**EXERCISE**
Images embedded in the records are excluded; print everything else exactly as given.
— start —
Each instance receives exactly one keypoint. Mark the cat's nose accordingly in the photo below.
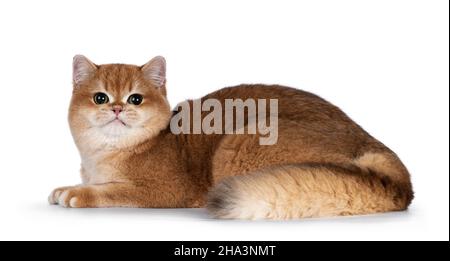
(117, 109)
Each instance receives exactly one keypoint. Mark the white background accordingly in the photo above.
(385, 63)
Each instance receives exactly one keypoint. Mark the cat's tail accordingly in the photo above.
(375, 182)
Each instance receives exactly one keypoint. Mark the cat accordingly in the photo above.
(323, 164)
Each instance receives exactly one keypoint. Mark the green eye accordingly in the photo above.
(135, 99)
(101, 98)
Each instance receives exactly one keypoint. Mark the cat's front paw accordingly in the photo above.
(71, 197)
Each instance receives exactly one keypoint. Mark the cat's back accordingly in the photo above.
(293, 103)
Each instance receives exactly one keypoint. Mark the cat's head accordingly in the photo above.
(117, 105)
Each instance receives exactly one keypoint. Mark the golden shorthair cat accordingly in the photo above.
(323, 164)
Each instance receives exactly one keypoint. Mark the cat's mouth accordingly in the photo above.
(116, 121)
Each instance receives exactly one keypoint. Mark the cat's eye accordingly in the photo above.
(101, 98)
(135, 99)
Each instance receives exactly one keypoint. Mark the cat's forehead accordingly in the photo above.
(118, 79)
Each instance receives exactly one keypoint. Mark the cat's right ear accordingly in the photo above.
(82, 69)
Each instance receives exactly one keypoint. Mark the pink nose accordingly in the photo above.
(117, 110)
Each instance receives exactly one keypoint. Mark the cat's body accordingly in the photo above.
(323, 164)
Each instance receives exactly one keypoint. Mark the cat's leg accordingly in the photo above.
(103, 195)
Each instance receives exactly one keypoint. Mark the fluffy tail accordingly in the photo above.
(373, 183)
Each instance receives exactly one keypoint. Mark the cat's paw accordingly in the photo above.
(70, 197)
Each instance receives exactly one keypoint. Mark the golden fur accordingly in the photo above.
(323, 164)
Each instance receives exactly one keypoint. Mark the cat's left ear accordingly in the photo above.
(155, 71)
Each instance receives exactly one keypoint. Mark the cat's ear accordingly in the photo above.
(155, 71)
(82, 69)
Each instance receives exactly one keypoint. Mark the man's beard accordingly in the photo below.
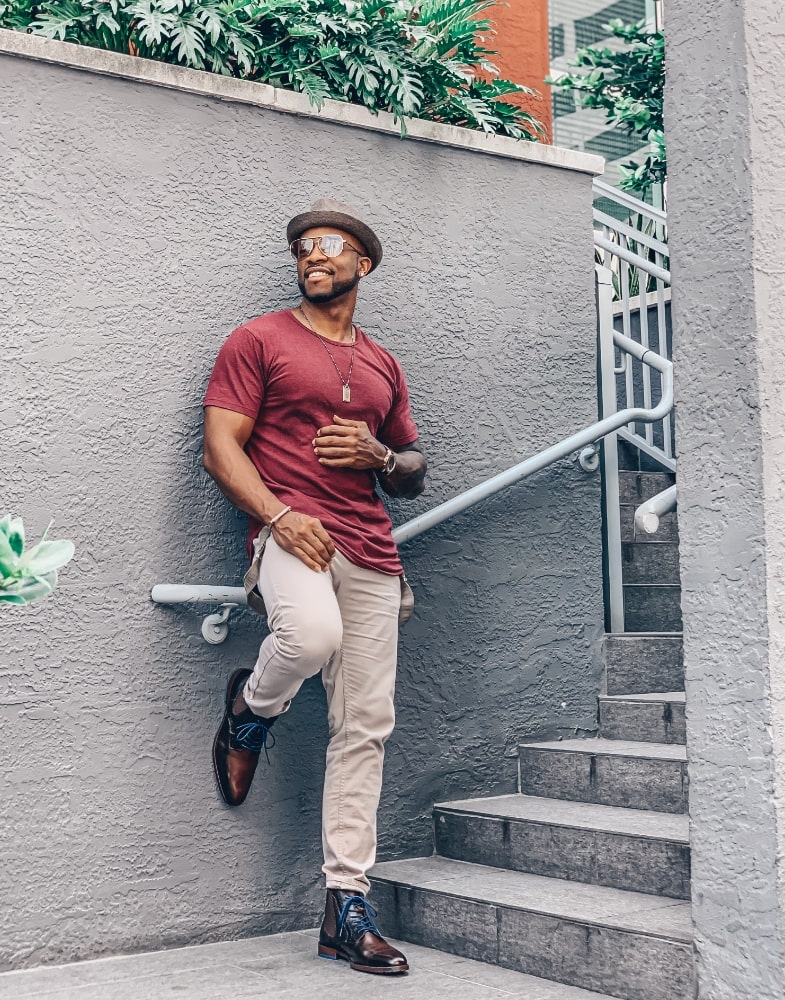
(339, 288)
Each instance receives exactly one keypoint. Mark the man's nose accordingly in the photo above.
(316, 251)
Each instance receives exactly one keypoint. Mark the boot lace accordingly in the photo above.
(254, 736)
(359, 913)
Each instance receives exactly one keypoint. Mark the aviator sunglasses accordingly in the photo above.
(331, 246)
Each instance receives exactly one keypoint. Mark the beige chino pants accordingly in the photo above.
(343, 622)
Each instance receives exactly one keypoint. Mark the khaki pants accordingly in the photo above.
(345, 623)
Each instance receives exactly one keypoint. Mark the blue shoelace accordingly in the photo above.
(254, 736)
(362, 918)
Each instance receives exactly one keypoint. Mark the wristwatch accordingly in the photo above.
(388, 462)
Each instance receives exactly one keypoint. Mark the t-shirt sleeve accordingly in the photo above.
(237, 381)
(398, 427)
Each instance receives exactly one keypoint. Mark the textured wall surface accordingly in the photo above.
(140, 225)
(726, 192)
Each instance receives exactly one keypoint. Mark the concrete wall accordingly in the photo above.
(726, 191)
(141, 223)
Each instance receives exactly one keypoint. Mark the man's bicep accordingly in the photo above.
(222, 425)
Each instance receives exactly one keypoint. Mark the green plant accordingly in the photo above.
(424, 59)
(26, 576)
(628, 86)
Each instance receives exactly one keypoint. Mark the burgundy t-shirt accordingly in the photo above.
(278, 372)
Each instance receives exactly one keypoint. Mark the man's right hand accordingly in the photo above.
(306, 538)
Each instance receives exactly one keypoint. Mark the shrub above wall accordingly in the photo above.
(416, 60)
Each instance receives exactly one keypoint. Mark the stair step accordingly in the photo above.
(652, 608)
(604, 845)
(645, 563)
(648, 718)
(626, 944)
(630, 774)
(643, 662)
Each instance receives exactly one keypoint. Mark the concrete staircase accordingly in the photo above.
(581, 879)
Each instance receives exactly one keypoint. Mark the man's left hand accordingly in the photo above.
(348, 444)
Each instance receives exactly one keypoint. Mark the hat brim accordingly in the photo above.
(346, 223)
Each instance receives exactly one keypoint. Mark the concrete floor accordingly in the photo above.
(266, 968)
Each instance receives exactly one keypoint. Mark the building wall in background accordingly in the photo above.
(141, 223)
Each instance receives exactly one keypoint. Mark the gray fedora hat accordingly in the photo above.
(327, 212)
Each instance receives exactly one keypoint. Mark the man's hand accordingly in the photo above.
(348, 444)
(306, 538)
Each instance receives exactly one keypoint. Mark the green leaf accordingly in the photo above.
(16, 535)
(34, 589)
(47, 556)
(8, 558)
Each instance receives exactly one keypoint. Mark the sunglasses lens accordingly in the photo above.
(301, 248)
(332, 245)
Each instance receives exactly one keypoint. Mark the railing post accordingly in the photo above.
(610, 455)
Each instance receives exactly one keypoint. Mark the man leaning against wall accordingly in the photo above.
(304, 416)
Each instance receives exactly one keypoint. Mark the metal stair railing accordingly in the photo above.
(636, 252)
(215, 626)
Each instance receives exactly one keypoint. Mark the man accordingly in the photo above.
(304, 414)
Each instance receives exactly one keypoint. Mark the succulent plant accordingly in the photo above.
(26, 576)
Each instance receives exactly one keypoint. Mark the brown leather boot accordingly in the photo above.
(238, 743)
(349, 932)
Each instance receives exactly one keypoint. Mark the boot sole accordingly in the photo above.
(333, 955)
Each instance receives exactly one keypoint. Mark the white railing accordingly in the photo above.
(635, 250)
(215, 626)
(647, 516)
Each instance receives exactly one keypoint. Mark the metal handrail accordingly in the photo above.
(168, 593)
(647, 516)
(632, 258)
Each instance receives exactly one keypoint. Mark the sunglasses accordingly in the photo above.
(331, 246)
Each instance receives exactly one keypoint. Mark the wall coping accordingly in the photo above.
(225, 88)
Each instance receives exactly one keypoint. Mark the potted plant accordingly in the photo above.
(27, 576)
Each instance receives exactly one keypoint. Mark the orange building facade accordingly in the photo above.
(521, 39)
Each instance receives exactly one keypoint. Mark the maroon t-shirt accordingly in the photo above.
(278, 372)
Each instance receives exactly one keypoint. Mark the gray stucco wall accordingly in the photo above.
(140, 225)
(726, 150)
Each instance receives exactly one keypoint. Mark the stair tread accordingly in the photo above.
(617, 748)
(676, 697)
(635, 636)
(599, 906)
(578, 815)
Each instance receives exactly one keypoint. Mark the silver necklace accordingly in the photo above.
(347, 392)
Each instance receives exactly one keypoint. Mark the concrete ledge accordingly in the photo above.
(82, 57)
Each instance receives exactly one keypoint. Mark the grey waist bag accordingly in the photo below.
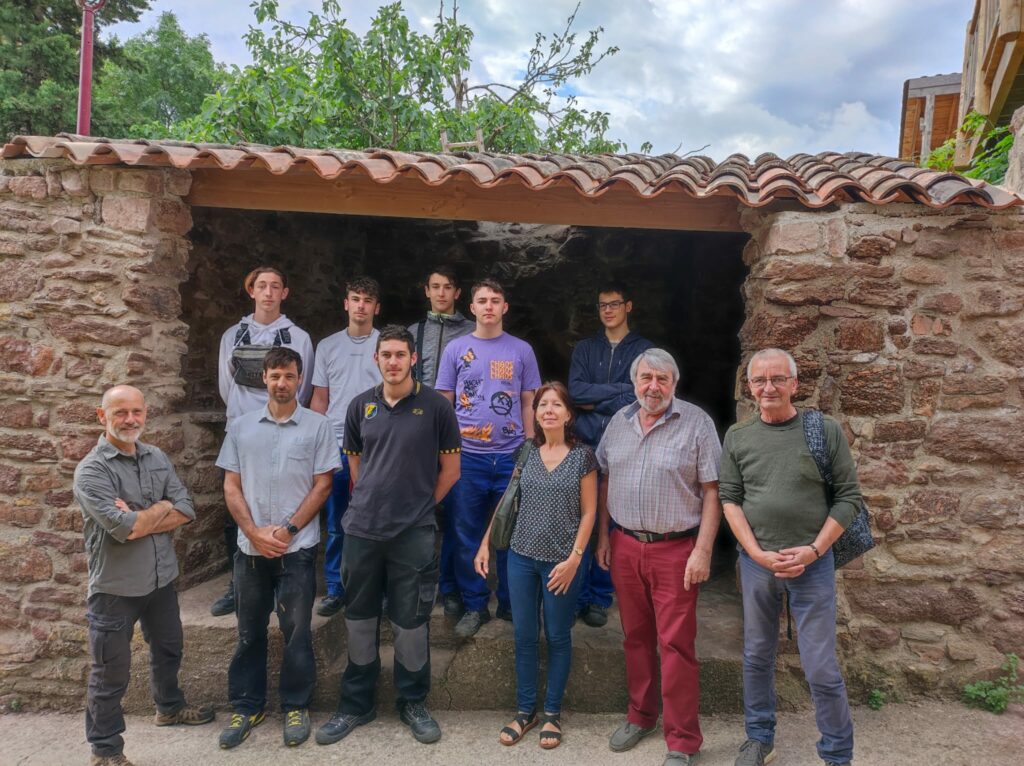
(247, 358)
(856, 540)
— end —
**THE COMPLETED TASK**
Each instance receives exactly one keypoint. Mark the cat's nose accordingly in the photo below.
(117, 109)
Each instance receives exactly one keypoint. Mark the white background accordingly in the photo above.
(385, 63)
Each instance receives exactly one keypoint. Mark the cat's tail accordingly in the photo above.
(375, 182)
Each instance receives exactly one keypoint. Mark the cat accordingly in the photo above.
(323, 164)
Each instance receives exactly one keypoint. Mark the green eye accordingly in the photo above.
(135, 99)
(101, 98)
Each instance receives exactly one keypoint. Mark the cat's front paw accordingly in the photo above.
(71, 197)
Each instance receives exactly one keypoint. Mark the cat's back accordingly in the photo above.
(293, 103)
Each instance receives exactly one keypoint. Mark the cat's head accordingly in the photo above.
(117, 105)
Each instance receives exactly one keypoint. Mark the golden shorthair cat accordingly in the photo above.
(323, 164)
Each instance receives exactly one keypoint. Mark the cat's mouth accordingly in the photo above.
(116, 121)
Each instance receives exactly one keypoint. Mark the cat's eye accordingly in the photo above.
(101, 98)
(135, 99)
Each instance receives exactly one keypoint. Mark the cat's forehead accordingly in the photo above.
(118, 79)
Each instance receives exactly one keypoint. Mark the cat's right ear accordingly in the photo above.
(82, 69)
Each instance receives exactly one keypoint. Mark the pink nose accordingly in the photo above.
(117, 110)
Each instance receives exactly one keypoint. Mark the cat's body accordingly in the photo above.
(323, 164)
Each instance receives exactly one keypoint. Mark the cat's leg accordingly in the photo above.
(103, 195)
Each instance receives exactly one keypoint. Mark the fluffy tail accordingly in the photo above.
(373, 183)
Each instance receives exactly one keypoint. Mark the cat's paw accordingly in the photo above.
(70, 197)
Each instance receives exactly one keypoint. Mark the golden fur accordingly in the photo above.
(323, 164)
Each instance receives exactly one keypoint. Mark the cat's left ear accordingly in the photo above.
(155, 71)
Each instance receives exactly one keypoint. Mark the cat's ear accordingly in the photo above.
(155, 71)
(82, 69)
Each instance receives exactly one keypoint. Mark the man's beard accordingly in the photo below.
(339, 288)
Each instance receives exactly one keypoint. Mark the man's nose accordingly in the photo above.
(316, 251)
Each instance receives exactly one keypoint. Mark the boot lace accordingly in the photo above.
(254, 736)
(359, 913)
Each instance receives exactly one keypoint. Mark the aviator sunglasses accordingly in the photo above.
(331, 246)
Each instance receives exactly one keypoint. Mark the beige chino pants accordingly in the photo above.
(343, 622)
Each instance receives exactly one keypoint. Mark the khaki pants accordingly in the photo above.
(345, 623)
Each instance receives exactly one keypoint. Mark the blue shoelace accordingly in the photo above.
(254, 736)
(362, 918)
Each instance receives exactly one keypoint. Mark the wristwatch accordingly in the photo above.
(388, 462)
Each instance receives exactly one keypoint. Mark the t-shirt sleeve accordingly in the photo above.
(237, 381)
(398, 427)
Each instance receives exactly one keypoint. Mark the textured wall surface accordingly in the photo above.
(140, 225)
(726, 192)
Each instance receives exactly one keypoint. Mark the concrete wall accordingly in the photo above.
(726, 191)
(141, 223)
Each instance receives exactly one keypoint. Mark the man's bicep accordingly in the photo above.
(222, 425)
Each instance receives exactly one keypoint. Mark the green plant accordingly in the photo above.
(424, 59)
(26, 576)
(628, 86)
Each instance receives exactly one keypoint. Mark the burgundy t-shirt accordingly in the photo above.
(278, 372)
Each instance receives exactly one keypoint. Mark the man's right hand accordingly in the photo above.
(306, 538)
Each instance receives exactly one keypoint. Mark the shrub above wall accordingly in the photo above.
(416, 60)
Each instance receives exactly one keypoint. Mark the stair step accordingly in the photo above.
(652, 608)
(604, 845)
(645, 563)
(648, 718)
(626, 944)
(630, 774)
(643, 662)
Each instance receives exactly one keypoint. Mark the concrete staircase accordingly in the photo above.
(581, 879)
Each instance receives exactly one keypoint. Mark the man's left hand accordingly in the photo above.
(348, 444)
Each instance receives exactly one keypoint. Mark the hat brim accordingly in the photo above.
(346, 223)
Each instance receives exactly one keypoint. Mark the concrete floor accordingly in the photo above.
(266, 968)
Each instance receives exactly one keypoint. Mark the building wall in background accordingly in the photo above.
(141, 223)
Each instance receives exactly one keypoint. Mark the gray fedora hat accordingly in the photo above.
(327, 212)
Each instance receives exactly one keypoint. Mark the man's hand accordingly in the photo above.
(348, 444)
(306, 538)
Each instance receives exactly one keypoint. Mark the green leaf accordingly in the photo above.
(16, 535)
(34, 589)
(47, 556)
(8, 558)
Each instance receives exactly one keypoint. Mark the sunglasses lens accordingly in the photo above.
(301, 248)
(332, 245)
Each instance receives exactly one keypoint. Mark the railing post accordingly in the photo above.
(610, 455)
Each instance receives exactly one keypoint. Mark the man leaning against wall accordingly in the photo above.
(304, 416)
Each instance receives exactly one keypoint. Mark the metal stair railing accordingly in the photo above.
(636, 252)
(215, 626)
Each instance receives exactly one keypoint. Mark the man accordingly in the photo above.
(304, 414)
Each instance receives exactly one keypoint. Mark the succulent plant accordingly in the photo above.
(26, 576)
Each instance receives exactly one keypoint. Mark the brown leather boot accordingly in the photo above.
(238, 743)
(349, 932)
Each instance receives exactly one keypoint. Mark the boot sole accordingly in the photo above.
(333, 955)
Each instance receives exactly one keypoint. Mark the white railing accordingly in the photo above.
(635, 250)
(215, 626)
(647, 516)
Each instance receives exactly one keypoint. Mark the metal handrail accordingly in the photo above.
(168, 593)
(647, 516)
(632, 258)
Each instance receives exactly one keypoint. Mark the sunglasses accordingly in the photo above.
(331, 246)
Each instance receives exactly one keypoint. Mark the wall coping accordingly in the photo above.
(225, 88)
Each instance receives exactly one keypoint. Mark the potted plant accordingly in the photo above.
(27, 576)
Each instance receives exactly one keypoint. Mark the orange building facade accordingly in the photo above.
(521, 39)
Each instance receives exactly one keypoint. Mark the maroon t-shirt accordingly in the photo above.
(278, 372)
Each instance receives exactly one keypoint. Mark the gray stucco wall accordingly in the photo above.
(140, 225)
(726, 150)
Each instance receives exactly one keypoint. Mark the stair tread accordingly in the photo above.
(617, 748)
(676, 697)
(635, 636)
(599, 906)
(578, 815)
Each instance receives exactly one keypoint. Mark the silver necklace accordingly in the photo above.
(347, 392)
Each instance receives exactly one keypoint. Mark the concrete ledge accordingly in the photo above.
(82, 57)
Each instance receives exactly one keypoint. Mark the grey waist bag accordingly in the photo below.
(247, 358)
(856, 540)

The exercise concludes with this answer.